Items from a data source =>
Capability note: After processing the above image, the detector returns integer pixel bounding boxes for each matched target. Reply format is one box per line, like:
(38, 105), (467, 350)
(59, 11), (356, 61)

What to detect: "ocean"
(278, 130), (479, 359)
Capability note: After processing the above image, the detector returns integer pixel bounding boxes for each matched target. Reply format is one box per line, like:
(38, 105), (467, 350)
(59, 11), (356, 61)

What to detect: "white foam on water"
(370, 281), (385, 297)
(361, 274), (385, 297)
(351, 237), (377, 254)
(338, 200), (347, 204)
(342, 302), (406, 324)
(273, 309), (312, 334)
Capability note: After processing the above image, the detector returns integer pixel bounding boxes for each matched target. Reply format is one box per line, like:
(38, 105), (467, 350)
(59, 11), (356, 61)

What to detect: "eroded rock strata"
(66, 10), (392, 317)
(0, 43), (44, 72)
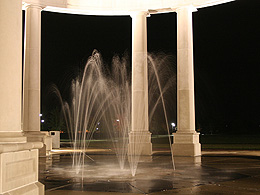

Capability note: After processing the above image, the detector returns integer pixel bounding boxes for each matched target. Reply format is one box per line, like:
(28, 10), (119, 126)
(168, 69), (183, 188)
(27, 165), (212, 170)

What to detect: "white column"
(23, 4), (52, 156)
(129, 12), (152, 155)
(0, 0), (26, 143)
(172, 6), (201, 156)
(23, 4), (42, 132)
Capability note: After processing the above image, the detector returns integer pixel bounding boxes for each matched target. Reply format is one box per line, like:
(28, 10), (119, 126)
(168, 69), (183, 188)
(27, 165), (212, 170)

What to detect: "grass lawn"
(151, 134), (260, 150)
(200, 134), (260, 150)
(60, 134), (260, 150)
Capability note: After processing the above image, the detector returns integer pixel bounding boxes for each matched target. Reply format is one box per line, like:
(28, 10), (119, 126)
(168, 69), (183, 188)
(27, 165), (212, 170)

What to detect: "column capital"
(175, 5), (197, 13)
(130, 11), (149, 18)
(23, 3), (45, 10)
(0, 132), (26, 143)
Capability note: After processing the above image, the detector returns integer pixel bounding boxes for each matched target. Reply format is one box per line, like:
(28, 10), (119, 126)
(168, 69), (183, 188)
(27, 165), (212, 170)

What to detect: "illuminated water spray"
(53, 50), (175, 176)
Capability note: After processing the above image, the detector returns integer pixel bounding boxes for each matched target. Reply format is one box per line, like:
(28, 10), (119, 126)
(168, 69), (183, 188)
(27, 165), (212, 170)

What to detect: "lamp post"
(171, 122), (176, 132)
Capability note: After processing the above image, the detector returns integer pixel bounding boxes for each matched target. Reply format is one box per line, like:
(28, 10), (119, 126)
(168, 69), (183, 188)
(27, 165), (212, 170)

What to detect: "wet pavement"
(39, 149), (260, 194)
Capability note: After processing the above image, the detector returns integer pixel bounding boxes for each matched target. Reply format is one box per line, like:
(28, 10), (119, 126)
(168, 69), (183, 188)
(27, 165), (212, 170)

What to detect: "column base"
(172, 132), (201, 156)
(128, 131), (152, 156)
(24, 131), (52, 157)
(0, 143), (44, 194)
(0, 132), (26, 143)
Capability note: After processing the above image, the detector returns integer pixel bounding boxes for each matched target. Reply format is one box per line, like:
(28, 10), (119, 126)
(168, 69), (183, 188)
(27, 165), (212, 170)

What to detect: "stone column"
(0, 0), (44, 194)
(0, 0), (26, 143)
(23, 4), (52, 155)
(129, 12), (152, 155)
(23, 4), (42, 133)
(172, 6), (201, 156)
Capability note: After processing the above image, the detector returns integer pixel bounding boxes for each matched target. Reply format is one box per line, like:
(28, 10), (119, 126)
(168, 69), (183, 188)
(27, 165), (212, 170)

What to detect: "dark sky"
(39, 0), (260, 134)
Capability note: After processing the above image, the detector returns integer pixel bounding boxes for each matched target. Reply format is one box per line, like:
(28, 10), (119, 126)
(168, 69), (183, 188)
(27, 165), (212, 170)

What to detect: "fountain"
(52, 50), (176, 177)
(0, 0), (237, 194)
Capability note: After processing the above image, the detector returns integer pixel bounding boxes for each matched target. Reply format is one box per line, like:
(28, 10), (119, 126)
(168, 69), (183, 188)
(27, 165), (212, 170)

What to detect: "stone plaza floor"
(39, 148), (260, 194)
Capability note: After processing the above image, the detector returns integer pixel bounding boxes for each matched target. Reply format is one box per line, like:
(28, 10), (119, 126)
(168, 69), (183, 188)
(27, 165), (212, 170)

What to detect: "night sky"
(38, 0), (260, 134)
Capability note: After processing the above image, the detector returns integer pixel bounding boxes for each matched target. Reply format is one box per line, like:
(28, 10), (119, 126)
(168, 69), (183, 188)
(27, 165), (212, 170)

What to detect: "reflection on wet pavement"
(39, 150), (260, 194)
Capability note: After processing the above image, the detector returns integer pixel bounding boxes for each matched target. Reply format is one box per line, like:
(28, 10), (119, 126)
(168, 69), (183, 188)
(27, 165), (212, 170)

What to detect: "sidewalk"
(40, 149), (260, 194)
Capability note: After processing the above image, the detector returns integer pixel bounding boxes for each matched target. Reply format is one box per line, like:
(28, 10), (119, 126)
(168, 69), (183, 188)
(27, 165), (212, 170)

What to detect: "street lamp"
(171, 122), (176, 132)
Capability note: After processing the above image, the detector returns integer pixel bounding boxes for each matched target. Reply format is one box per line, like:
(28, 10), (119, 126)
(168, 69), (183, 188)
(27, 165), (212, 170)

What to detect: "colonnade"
(0, 0), (201, 193)
(20, 3), (201, 156)
(130, 8), (200, 156)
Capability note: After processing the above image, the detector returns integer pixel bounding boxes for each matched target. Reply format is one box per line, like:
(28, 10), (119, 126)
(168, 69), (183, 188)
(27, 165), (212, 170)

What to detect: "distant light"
(39, 114), (42, 117)
(96, 128), (99, 130)
(171, 123), (175, 127)
(97, 122), (100, 125)
(116, 119), (120, 122)
(41, 120), (44, 123)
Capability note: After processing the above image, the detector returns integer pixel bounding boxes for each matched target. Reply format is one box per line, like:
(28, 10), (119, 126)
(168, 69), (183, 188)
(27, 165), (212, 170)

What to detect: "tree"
(45, 107), (66, 132)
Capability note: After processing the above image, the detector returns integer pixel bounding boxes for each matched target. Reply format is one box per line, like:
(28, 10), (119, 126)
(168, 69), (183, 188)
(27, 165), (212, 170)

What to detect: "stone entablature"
(22, 0), (234, 15)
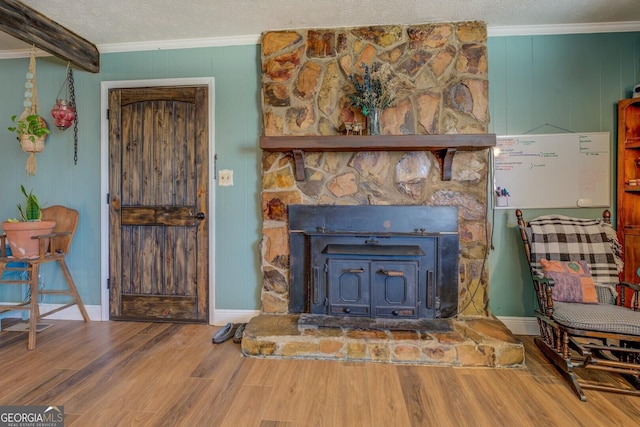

EXERCISE => Could each line of the data be written out exactly, with no pictures included?

SOLUTION TO THIS TASK =>
Capability note: After processing the above image, the detector returns integer pixel bounding boxes for each matched target. Reply format is one box per line, like:
(38, 105), (467, 350)
(59, 11), (356, 61)

What to detect: "ocean"
(278, 130), (479, 359)
Capability note: After processing the above image, the detector returns integer pixel bounding boxes for each matched target. Reply format is one box per line, like:
(38, 105), (467, 350)
(59, 11), (356, 61)

What to detect: "white foam on water"
(370, 281), (385, 297)
(361, 274), (385, 297)
(351, 237), (377, 254)
(338, 200), (347, 204)
(342, 302), (406, 324)
(273, 309), (312, 334)
Capability note: After processing the above image, the detector returns integer pixel bounding boxes for each matched target. Reply format is one box per line, like:
(38, 105), (467, 350)
(59, 11), (356, 61)

What to detect: "eroded rock strata"
(66, 10), (392, 317)
(0, 43), (44, 72)

Capability note: After processing the above image, the detector returns integer pixel bounding boxes for each matched target. Reply format is one box per line, like:
(28, 10), (119, 126)
(168, 69), (183, 188)
(27, 165), (212, 170)

What to detect: "white column"
(23, 4), (52, 156)
(129, 12), (152, 155)
(0, 0), (26, 143)
(172, 6), (201, 156)
(23, 4), (42, 132)
Capability note: After processing the above image, the detector returns integer pixel bounding boxes for each matched target. Reply format is one box per line, like:
(28, 10), (119, 126)
(168, 69), (183, 188)
(27, 165), (212, 170)

What to detect: "grass lawn"
(151, 134), (260, 150)
(200, 134), (260, 150)
(60, 134), (260, 150)
Capability note: After processing the above image, the detector returns integer pixel bounding boxes for each matched target. Reply format is one box per line, like:
(28, 10), (119, 126)
(168, 69), (183, 188)
(27, 165), (212, 170)

What to detect: "column capital"
(175, 5), (197, 13)
(130, 11), (149, 18)
(23, 3), (45, 10)
(0, 132), (26, 143)
Capability note: After processing the above image, the detector returns integer pixel bounding boxes for each matched target. Reply format is one box per line, like:
(28, 10), (119, 126)
(168, 69), (183, 188)
(27, 165), (212, 170)

What to detect: "illuminated water spray"
(53, 50), (175, 176)
Capability note: After processing the above image, the detector returns integer pixel bounding boxes for each matched target. Reply format is one box per line, like:
(28, 10), (119, 126)
(168, 69), (183, 188)
(27, 165), (212, 170)

What to detect: "lamp post"
(171, 122), (176, 132)
Capability note: After processing the above image, the detector returns integer pixel bounding boxes for each matched target. Reply format is one box per line, like:
(28, 10), (119, 126)
(168, 69), (183, 188)
(27, 165), (212, 170)

What to detect: "wet pavement"
(39, 149), (260, 194)
Capability note: After processing the above image, the detector returns integer pixel bounding boxes for each matched target. Reply format is one box per line, like:
(28, 10), (119, 126)
(168, 69), (183, 188)
(27, 165), (212, 170)

What to detect: "column base"
(172, 132), (201, 156)
(128, 131), (152, 156)
(24, 131), (52, 157)
(0, 143), (44, 194)
(0, 132), (26, 143)
Capability note: After processing the above image, the detector returns integer pixel bounding boxes for each matched target. Reply format is one box per line, like:
(28, 10), (119, 126)
(168, 69), (183, 188)
(27, 165), (212, 170)

What to detect: "stone column"
(0, 0), (44, 194)
(0, 0), (26, 143)
(23, 4), (52, 155)
(129, 12), (152, 155)
(23, 4), (42, 133)
(172, 6), (201, 156)
Capability note: After processing the above image, the detector returns integer pixel bounding boxes for each matched target. Reply format is one box per line, like:
(28, 10), (119, 126)
(168, 69), (183, 188)
(27, 165), (212, 170)

What to detect: "dark sky"
(39, 0), (260, 134)
Capability note: After processing the above image, the detector returns integer pixel bounding boxes for each matched target. Reply format is one box per line, like:
(28, 10), (119, 126)
(168, 69), (183, 188)
(27, 165), (212, 170)

What to detect: "fountain"
(52, 50), (176, 177)
(0, 0), (237, 194)
Capability note: After processing the above image, the detector returns integer pixel bounding boxes for each matched target. Reply format is one box per line, like:
(28, 10), (119, 126)
(168, 69), (183, 188)
(27, 165), (212, 170)

What to detect: "stone plaza floor"
(39, 148), (260, 194)
Capability note: After processing the above image, the detector returns integer pixel bounding boxes for each matched target. Reply format is one box per line, like:
(28, 10), (119, 126)
(168, 69), (183, 188)
(27, 165), (212, 170)

What to detect: "night sky"
(38, 0), (260, 134)
Capability note: After processing the above image, the detector returns integer pixel bounding boxes for each matched target. Reply format is one box per line, like:
(28, 10), (119, 126)
(168, 69), (183, 188)
(27, 165), (212, 170)

What to detect: "reflection on wet pavement"
(39, 150), (260, 194)
Capability note: After processing the above image, the detector returns integer pixel bounding boxes for each matched target. Reply format is one box per line, like:
(28, 10), (119, 126)
(168, 69), (183, 188)
(27, 165), (212, 170)

What to detect: "sidewalk"
(40, 149), (260, 194)
Capability note: After processing the above image, the detector returns integer pixel bounding boxes for each matched target. Reply format is one box per line, like:
(28, 10), (119, 126)
(168, 69), (183, 188)
(27, 165), (212, 170)

What to detect: "street lamp"
(171, 122), (176, 132)
Capability note: After processing the above image, the detector returns integer pixel bounding boxes for each matched target. Reply format is one box per line, like:
(28, 10), (119, 126)
(168, 69), (183, 188)
(27, 165), (212, 170)

What to detect: "colonnade"
(0, 0), (201, 193)
(20, 3), (201, 156)
(130, 8), (200, 156)
Capability note: After processing the above image, the detector returns integer pixel bounding boxes for each matched target. Reply format is one box per line, like:
(28, 10), (119, 126)
(168, 69), (183, 188)
(27, 165), (212, 170)

What to detect: "distant light"
(39, 114), (42, 117)
(96, 128), (99, 130)
(171, 123), (175, 127)
(97, 122), (100, 125)
(116, 119), (120, 122)
(41, 120), (44, 123)
Capability note: After processing the above image, the detector returns integer pixel bounding boxes for each matched target. Reply format is one box per line, like:
(28, 10), (119, 126)
(168, 69), (183, 188)
(27, 165), (212, 170)

What to detect: "tree"
(45, 107), (66, 132)
Capability note: After processing the above image, the detector returns integer pixel bounding boxes for each matched target. Reply format is one box per line, like:
(28, 10), (119, 126)
(168, 69), (183, 188)
(27, 165), (212, 170)

What to detect: "stone entablature"
(22, 0), (234, 15)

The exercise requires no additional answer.